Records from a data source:

◆ ◆ ◆ ◆

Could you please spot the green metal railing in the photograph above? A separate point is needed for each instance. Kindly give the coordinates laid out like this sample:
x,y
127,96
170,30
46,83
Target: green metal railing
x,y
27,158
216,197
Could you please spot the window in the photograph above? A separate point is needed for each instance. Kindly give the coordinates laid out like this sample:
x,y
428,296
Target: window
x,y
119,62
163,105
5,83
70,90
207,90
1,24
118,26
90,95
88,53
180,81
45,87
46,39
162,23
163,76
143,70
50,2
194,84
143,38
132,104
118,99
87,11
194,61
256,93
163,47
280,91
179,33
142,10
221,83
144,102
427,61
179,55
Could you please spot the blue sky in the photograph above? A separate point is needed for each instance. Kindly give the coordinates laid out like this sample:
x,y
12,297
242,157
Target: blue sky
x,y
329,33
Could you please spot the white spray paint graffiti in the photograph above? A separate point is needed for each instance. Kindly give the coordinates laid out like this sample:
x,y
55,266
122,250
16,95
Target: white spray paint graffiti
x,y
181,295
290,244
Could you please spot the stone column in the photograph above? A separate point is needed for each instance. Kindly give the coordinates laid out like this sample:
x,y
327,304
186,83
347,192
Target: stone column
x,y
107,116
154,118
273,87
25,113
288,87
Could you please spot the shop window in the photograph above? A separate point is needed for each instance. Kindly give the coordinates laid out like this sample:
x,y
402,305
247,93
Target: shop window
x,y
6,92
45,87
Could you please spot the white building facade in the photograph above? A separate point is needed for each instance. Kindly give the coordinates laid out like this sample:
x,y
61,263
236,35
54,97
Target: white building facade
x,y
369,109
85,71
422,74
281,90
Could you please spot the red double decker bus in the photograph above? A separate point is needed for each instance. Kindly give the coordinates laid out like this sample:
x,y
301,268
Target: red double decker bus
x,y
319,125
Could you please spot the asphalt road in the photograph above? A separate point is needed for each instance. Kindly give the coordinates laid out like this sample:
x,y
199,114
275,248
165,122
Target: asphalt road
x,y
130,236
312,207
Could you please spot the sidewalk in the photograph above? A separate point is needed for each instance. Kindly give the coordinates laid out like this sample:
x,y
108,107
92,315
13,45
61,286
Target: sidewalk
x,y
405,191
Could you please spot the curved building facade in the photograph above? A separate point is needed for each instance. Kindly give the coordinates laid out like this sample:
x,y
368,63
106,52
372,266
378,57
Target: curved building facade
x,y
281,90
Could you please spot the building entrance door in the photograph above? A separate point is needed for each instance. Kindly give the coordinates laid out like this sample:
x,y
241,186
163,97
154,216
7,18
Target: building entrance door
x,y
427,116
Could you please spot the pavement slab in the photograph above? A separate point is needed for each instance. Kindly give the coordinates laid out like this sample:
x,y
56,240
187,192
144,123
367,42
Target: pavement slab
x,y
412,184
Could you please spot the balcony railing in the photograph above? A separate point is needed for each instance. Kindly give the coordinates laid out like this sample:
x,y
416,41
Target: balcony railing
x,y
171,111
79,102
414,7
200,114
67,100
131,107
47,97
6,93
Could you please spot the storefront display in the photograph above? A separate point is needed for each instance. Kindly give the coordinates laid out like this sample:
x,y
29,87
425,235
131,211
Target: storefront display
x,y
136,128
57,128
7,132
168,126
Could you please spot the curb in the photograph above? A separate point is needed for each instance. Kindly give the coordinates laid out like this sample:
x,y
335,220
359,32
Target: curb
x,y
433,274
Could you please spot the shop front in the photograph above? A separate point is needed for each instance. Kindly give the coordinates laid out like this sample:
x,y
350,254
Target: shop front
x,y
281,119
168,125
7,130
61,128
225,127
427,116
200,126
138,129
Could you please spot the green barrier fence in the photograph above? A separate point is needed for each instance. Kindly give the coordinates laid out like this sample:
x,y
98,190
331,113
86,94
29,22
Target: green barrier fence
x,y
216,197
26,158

◆ ◆ ◆ ◆

DIRECTIONS:
Restate the data above exactly, keeping each word as it stands.

RESULT OF THIS TASK:
Could you please spot the green metal railing in the photograph above? A separate point is needed for each instance. Kindly give the coordinates laid out like this sample:
x,y
127,96
170,30
46,83
Target: green metal railing
x,y
27,158
216,197
Could you please spot the window in the photograph above? A separate point is needed for each instance. Kindly give the coordinates laid out like this sample:
x,y
428,296
Target: window
x,y
119,62
163,105
5,83
70,90
207,90
1,24
118,26
90,95
88,53
180,81
45,87
46,39
162,23
163,76
143,70
50,2
194,84
143,38
132,104
118,99
87,11
194,61
256,93
163,47
280,91
179,33
142,10
221,83
144,102
427,61
179,55
Could you please spot the blue sky in the photograph above? A separate point is needed for each instance. Kindly give the coordinates laid out like this sample:
x,y
12,297
242,157
Target: blue sky
x,y
329,33
Could you please spot the white spray paint graffiti in the photograph above? A separate point is needed for each instance. Kindly give the coordinates laid out like this sample:
x,y
55,266
122,250
16,95
Target: white spray paint graffiti
x,y
181,295
290,244
Could you please spot the stone column in the photograph above? A separate point is needed for each instance. Kindly give the coordinates laid out like this sample:
x,y
327,304
186,83
347,192
Target: stone column
x,y
107,116
154,118
273,87
25,113
288,87
Could you please spot the shop window in the photograph above? A separate point is needed for each instance. Kindly give the coordinates laid out like this sample:
x,y
402,305
247,93
Target: shop window
x,y
6,92
45,87
Could you please spot the white building facade in the photograph above? A separate point is needed for each instance. Kindly give the coordinates laid out like this sample:
x,y
61,263
236,35
54,97
Target: white building facade
x,y
369,109
85,71
422,74
281,90
Could you please spot the red double decker bus in the photograph above? A separate point is needed for each instance. Kindly give the coordinates laid out like this sample:
x,y
301,268
Target: red double decker bus
x,y
319,125
Could you please spot the asphalt road in the photograph above? A separate point is needed for each instance. Kindly give the coordinates laid out like this sample:
x,y
199,114
275,248
165,122
Target: asphalt road
x,y
130,236
312,207
Could you please spot the sidewalk in the photograph above? A separate point is needed for each instance. Kindly give the coordinates laid out like this sample:
x,y
108,107
92,315
13,45
61,286
Target: sidewalk
x,y
405,191
Could you please spot the curved building facade in the photograph above? A separate point is needed for each instance. Kindly give the coordinates laid out like this sample:
x,y
368,63
106,52
372,266
378,57
Target: curved building facade
x,y
281,90
Could you please spot the building entrance door in the photograph above? A separate point is needed for each instance. Kindly give the coordinates laid out like this sample:
x,y
241,186
163,97
154,216
7,18
Target: building entrance door
x,y
427,116
Could you please spot the pavement slab in the photograph above? A separate point is needed for each instance. Kindly give the coordinates laid out like this sample:
x,y
56,240
187,192
144,123
367,42
Target: pavement slab
x,y
412,184
Could you please spot the balcony railing in the photograph above? A separate point is needed for each instance. Kindly give the coordinates laid out like this sample:
x,y
416,41
Target: balcony railing
x,y
171,111
79,102
414,7
200,114
67,100
131,107
47,97
6,93
Could you please spot the storefront display in the photograph above? A separate point is needed for each instance. Kindly give the coordinates laid out like this sample:
x,y
29,87
425,235
131,211
Target: storefront display
x,y
136,128
57,128
7,132
168,126
Could you please spot the curb in the photograph above? A separate point is needed for each instance. Kindly give the coordinates laid out like this sample:
x,y
335,220
359,32
Target: curb
x,y
433,274
Could you please spot the shop front in the photograph above? A separate point is needed for each instance. Kindly give the coordinates laid out like this sample:
x,y
350,254
Target: shop front
x,y
281,119
168,125
7,130
61,128
225,127
427,116
200,126
138,129
Could you please spot the green barrier fence in the photograph above? A separate point is needed for each instance. Kindly give the coordinates laid out like this sample:
x,y
98,190
331,113
86,94
29,22
Target: green barrier fence
x,y
216,197
26,158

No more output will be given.